- [WORK ITEM]: Look below and pull out each line with the word "blade".

Data excerpts
^^^^^^^^^^^^^^^^
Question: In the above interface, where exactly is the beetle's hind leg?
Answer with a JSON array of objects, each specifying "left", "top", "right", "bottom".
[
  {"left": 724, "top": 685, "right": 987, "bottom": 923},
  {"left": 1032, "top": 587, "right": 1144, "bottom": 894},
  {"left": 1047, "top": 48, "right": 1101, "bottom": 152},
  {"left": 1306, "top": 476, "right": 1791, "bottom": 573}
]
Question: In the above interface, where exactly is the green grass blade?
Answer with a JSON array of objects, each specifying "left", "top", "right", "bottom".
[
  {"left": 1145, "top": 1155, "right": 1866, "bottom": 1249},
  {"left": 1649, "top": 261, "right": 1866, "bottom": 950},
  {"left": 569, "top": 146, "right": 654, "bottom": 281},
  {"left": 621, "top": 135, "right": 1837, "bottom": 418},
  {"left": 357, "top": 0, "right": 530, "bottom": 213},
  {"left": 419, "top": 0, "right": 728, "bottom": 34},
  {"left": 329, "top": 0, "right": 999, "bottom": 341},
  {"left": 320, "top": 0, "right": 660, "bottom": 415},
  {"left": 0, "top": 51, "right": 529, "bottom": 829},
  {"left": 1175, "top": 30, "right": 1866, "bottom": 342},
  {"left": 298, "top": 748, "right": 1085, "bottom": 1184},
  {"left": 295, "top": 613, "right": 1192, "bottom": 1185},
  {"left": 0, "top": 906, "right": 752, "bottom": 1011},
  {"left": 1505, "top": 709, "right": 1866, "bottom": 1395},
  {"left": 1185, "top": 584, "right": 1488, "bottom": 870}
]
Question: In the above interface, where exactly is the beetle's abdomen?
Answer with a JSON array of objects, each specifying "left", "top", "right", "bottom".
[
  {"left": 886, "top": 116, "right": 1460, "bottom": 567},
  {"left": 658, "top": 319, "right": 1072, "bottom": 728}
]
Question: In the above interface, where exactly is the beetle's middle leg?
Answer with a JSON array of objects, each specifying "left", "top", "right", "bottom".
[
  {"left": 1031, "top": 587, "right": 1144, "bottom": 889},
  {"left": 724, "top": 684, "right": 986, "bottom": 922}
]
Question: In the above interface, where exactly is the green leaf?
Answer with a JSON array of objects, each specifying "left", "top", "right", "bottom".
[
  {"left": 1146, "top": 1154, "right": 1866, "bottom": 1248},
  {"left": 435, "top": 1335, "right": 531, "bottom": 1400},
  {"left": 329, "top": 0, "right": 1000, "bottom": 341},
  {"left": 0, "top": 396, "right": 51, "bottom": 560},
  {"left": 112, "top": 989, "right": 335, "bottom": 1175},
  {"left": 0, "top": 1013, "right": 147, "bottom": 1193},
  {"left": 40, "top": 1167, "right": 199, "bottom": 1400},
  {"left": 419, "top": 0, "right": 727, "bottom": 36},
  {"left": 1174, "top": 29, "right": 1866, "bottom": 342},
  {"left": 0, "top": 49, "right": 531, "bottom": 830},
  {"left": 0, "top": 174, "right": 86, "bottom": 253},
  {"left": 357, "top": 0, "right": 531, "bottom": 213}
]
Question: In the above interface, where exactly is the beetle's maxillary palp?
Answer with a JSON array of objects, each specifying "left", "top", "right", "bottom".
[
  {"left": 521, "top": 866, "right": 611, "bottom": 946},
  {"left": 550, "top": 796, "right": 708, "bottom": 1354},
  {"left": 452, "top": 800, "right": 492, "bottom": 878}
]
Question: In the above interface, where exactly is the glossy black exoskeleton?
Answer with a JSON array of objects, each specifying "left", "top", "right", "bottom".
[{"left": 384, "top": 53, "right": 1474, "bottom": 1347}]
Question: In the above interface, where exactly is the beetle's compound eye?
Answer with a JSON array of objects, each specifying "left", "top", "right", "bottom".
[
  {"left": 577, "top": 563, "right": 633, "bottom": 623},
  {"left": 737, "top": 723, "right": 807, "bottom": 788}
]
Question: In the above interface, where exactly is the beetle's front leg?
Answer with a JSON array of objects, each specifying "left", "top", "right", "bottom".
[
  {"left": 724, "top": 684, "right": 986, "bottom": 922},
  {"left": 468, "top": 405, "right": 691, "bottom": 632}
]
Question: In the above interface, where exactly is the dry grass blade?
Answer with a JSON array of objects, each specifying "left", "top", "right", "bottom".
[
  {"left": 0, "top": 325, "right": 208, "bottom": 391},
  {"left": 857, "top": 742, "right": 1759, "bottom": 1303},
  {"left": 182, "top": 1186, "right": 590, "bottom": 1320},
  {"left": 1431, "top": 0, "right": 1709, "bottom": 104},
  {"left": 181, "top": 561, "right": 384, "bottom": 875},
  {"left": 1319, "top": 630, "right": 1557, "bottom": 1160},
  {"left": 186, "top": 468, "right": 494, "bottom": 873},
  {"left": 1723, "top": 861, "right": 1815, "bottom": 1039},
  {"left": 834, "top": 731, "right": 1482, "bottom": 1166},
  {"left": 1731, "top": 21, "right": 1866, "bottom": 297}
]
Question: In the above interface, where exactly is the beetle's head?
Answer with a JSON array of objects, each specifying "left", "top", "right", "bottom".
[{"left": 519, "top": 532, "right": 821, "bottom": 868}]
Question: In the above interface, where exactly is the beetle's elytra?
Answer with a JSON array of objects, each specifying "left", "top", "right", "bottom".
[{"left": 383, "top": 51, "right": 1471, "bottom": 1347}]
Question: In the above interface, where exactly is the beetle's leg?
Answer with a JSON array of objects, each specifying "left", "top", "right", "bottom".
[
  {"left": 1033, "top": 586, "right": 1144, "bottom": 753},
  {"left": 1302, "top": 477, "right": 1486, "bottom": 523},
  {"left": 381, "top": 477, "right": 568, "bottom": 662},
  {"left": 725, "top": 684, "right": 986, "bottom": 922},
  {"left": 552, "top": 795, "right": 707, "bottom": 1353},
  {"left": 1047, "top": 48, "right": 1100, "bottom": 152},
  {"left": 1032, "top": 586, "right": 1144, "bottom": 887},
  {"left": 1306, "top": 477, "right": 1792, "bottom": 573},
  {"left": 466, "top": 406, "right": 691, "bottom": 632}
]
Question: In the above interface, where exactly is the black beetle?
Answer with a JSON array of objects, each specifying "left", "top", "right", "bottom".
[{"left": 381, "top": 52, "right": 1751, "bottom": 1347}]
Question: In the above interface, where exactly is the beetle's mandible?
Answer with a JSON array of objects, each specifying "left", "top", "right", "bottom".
^^^^^^^^^^^^^^^^
- [THE COMPLETED TASK]:
Question: In the above interface, where exactly is the green grass blade?
Question: In the above interface, where exactly is the dry grass blade?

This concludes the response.